BRIEF: Please copy the entries below character for character, beginning at their first line and stopping after the line that contains "[0,333,800,800]".

----- DATA TO USE

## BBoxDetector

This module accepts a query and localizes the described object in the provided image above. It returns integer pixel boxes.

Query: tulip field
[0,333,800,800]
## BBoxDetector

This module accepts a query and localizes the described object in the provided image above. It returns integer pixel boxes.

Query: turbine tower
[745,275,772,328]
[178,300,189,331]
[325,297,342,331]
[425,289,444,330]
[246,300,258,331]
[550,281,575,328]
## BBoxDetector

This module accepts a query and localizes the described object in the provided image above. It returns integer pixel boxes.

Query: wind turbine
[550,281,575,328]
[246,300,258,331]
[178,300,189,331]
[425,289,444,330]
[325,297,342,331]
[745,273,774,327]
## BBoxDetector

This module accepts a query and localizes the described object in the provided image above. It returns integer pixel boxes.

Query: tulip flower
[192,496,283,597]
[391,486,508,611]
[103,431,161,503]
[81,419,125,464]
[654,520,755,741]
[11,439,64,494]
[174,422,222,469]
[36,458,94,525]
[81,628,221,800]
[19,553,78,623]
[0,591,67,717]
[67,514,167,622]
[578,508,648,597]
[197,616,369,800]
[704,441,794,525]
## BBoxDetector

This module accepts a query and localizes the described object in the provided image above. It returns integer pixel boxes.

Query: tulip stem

----------

OUTPUT FOR THIS TASK:
## BBoxDetector

This module accepts a query and localizes the described object in the provided image above. It returns integer pixel boxes.

Query: tulip field
[0,333,800,800]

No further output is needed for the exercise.